▶ What the exercise asks
Please arrange as a numbered list the lines starting with the line that contains "rough mask: <svg" and going on through the line that contains "positive clicks: (343, 120)", leaving out any blank lines.

▶ Data for this exercise
************
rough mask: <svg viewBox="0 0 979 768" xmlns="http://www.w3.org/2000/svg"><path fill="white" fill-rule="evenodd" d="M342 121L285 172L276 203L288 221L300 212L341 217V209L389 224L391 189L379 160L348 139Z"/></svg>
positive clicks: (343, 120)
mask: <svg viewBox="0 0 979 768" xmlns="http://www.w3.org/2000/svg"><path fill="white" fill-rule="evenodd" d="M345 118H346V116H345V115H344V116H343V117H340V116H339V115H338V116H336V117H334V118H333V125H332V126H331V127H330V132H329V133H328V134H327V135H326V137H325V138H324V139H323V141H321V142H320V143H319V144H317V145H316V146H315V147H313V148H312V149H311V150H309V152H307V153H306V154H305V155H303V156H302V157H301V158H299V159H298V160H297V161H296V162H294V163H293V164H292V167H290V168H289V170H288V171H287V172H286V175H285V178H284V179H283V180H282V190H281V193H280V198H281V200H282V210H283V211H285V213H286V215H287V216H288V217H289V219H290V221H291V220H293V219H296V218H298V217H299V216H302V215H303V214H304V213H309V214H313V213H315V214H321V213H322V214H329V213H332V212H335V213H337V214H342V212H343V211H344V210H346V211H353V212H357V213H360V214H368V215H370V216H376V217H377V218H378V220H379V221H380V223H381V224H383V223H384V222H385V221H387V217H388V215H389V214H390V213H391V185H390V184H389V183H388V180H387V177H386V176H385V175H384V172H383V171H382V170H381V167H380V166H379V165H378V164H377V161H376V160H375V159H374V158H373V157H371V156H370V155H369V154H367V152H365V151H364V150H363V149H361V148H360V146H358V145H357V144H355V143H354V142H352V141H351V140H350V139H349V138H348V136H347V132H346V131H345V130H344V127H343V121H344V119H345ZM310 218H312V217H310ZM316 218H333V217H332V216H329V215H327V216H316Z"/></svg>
************
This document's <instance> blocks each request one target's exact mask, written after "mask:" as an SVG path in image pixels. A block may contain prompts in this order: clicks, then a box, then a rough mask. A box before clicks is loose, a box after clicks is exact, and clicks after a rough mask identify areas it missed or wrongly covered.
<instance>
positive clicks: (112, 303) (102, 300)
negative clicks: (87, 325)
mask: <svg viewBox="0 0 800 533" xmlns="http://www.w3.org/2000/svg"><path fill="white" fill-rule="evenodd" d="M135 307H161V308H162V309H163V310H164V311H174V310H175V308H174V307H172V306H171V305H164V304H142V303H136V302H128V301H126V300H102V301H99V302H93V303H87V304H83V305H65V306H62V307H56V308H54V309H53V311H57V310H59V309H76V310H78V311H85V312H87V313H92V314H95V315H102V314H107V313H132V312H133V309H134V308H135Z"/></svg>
************
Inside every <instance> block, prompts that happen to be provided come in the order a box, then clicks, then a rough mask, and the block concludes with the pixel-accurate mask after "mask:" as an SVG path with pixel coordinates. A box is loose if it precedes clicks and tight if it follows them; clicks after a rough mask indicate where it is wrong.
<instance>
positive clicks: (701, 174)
************
▶ Your solution
1. rough mask: <svg viewBox="0 0 979 768" xmlns="http://www.w3.org/2000/svg"><path fill="white" fill-rule="evenodd" d="M342 121L285 172L276 203L288 221L300 212L341 217V209L389 224L391 189L379 160L348 139Z"/></svg>
2. positive clicks: (343, 120)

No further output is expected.